---------- Data section
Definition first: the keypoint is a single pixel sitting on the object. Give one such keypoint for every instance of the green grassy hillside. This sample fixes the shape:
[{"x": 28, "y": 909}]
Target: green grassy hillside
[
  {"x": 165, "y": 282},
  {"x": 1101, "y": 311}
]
--------------------
* **Required work**: The records need to be set down again without a single difference.

* **Solution to the problem**:
Definition first: the keypoint is a single pixel sitting on the object. Give one such keypoint for every instance of the green grassy hillside. This sample fixes the shape:
[{"x": 28, "y": 909}]
Target: green grassy hillside
[
  {"x": 165, "y": 282},
  {"x": 1101, "y": 311}
]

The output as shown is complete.